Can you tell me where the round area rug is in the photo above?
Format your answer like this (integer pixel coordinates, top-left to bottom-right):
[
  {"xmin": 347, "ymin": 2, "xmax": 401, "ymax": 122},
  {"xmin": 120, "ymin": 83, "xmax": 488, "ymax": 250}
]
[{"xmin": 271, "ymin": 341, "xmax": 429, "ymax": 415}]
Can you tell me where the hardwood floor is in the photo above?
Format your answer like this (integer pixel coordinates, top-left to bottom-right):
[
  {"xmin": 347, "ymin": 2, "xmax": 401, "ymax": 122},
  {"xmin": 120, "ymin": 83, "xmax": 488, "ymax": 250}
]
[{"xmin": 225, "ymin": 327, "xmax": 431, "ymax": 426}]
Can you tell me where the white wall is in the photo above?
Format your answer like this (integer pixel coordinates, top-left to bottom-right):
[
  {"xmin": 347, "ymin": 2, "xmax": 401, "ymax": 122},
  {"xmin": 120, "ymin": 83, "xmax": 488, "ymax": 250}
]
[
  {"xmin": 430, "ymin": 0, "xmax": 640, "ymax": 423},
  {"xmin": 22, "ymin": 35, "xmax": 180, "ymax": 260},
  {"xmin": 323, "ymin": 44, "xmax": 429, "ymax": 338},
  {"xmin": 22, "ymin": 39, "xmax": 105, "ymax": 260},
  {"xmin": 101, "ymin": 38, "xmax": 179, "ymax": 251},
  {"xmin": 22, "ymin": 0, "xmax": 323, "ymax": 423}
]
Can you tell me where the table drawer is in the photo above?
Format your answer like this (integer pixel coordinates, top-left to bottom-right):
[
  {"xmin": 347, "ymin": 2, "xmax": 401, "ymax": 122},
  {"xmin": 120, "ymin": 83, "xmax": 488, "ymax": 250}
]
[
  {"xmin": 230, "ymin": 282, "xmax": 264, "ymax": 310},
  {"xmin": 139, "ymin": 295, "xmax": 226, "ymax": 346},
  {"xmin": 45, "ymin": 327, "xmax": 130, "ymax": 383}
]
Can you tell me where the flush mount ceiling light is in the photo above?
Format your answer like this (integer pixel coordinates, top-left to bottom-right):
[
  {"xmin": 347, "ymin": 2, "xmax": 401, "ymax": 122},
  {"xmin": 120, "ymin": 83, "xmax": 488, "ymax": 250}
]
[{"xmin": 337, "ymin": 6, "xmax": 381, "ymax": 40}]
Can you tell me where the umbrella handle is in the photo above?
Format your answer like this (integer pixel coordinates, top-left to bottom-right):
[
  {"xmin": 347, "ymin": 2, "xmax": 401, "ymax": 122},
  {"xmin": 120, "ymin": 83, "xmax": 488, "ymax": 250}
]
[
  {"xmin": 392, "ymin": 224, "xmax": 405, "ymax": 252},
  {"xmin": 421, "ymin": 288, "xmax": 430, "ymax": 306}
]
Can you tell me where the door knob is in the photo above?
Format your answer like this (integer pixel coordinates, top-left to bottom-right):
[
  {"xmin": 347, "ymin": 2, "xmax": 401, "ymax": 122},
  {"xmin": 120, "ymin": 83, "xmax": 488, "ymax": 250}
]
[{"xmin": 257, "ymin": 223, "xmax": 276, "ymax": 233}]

+ + + +

* TASK INSTRUCTIONS *
Select, from the listing, all lines that include the word "tell".

* SOLUTION *
Can you tell me where the round area rug is in the photo above?
Can you tell me where the hardwood floor is in the photo above?
Can you tell me where the white wall is in the photo above?
Can you tell me where the table drawer is in the photo above?
Can you tell me where the flush mount ceiling light is in the photo above?
Can you tell me where the umbrella handle is in the photo above?
Can you tell me where the door knob is in the photo above?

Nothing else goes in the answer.